◆ Page text ◆
BEGIN

This post takes excerpts from Steven Johnson’s book, Where Good Ideas Come From
I’m a huge advocate of the creative potential of the web. I spend way too much time online and always struggle to stop reading interesting articles of a night. With that in mind, I’ve given myself a bit of a shock writing this piece.
Let me tell you a quick story: a Persian fairytale, ‘The Three Princes of Serendip‘. Bear with me, it’s going somewhere.
The Three Princes of Serendip
There was once a king (who turned out to be a bit nutty), Giaffer. He ruled over Serendippo, a fictional country in the far east. He had three sons who he cared for greatly, and as such, wanted the best education for them. He called upon the best scholars from around the world to teach his sons.
After years of learning he tested his sons by offering each of them the throne. Because of their great knowledge, each refused; their father was obviously a more suitable ruler.
Although the king was impressed by his sons’ great wisdom, he decided they had become far too sheltered. In a huge douchebag move he feigned anger and banished them from the kingdom, ‘WTF dad?’. So the sons walked the world and continually stumbled upon the unexpected, mostly because of their humongous, oversized brains. This goes on for some time, and then like all fairytales there is a happy ending.

END

Referring expression data based on photos
BEGIN

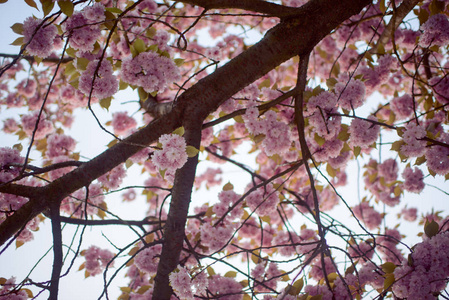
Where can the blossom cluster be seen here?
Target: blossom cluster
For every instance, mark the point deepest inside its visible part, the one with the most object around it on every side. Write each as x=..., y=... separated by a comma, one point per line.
x=9, y=158
x=438, y=156
x=322, y=113
x=435, y=31
x=185, y=287
x=363, y=133
x=98, y=80
x=97, y=260
x=150, y=71
x=277, y=133
x=40, y=37
x=425, y=274
x=414, y=145
x=82, y=32
x=173, y=154
x=148, y=259
x=263, y=200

END

◆ Task set ◆
#1 In the post about the Three Princes of Serendip, what is the name of the king who ruled Serendippo?
#2 Pick up the post about the Three Princes of Serendip after its final sentence and keep writing it.

◆ Task answers ◆
#1 Giaffer

#2
In 1754, Horace Walpole, who Wikipedia tells me was a man of letters, read ‘The Three Princes of Serendip’. Seeing how the protagonists were “always making discoveries, by accident and sagacity, of things they were not in quest of”, he coined the word ‘Serendipity’ to mean exactly that: “The occurrence and development of events by chance in a happy or beneficial way”.
Novelist John Barth describes serendipity and Serendip in eloquent terms, “You don’t reach Serendip by plotting a course for it. You have to set out in good faith for elsewhere and lose your bearing serendipitously”.
Serendipity and Creativity
As Steven Johnson explains in his book, the history of innovation and creativity is rife with serendipitous discovery.
Take for example, Parisian obstetrician Stephan Tarnier. Tarnier worked at a local maternity ward and one day took time off to visit the nearby zoo. While at the zoo Tarnier came across an incubator for hatchlings. Upon witnessing the warm conditions in which the chicks thrived, he had a revelation that would change modern medicine forever. Tarnier went on to invent the infant incubator, a device which has arguably had the largest effect on average life-span in modern history, all because he went to the zoo.
Then there is Archimides, who figured out how to measure the volume of complex objects while in the bath (reportedly shouting eureka). The mathematician Henri Poincare, who never made an important discovery at his desk, found ideas ‘Rose in crowds’ while going for his daily walk. Or Friedrich Kekulé, a german chemist who discovered the structure of Benzene while taking a nap and dreaming about Ouroboros, a mythological serpent that eats its own tail.
Going for a walk, taking a bath, visiting the zoo and having a nap are not considered ‘normal’ activities of the creative genius, yet the mundane or irrelevant often inspires lateral solutions.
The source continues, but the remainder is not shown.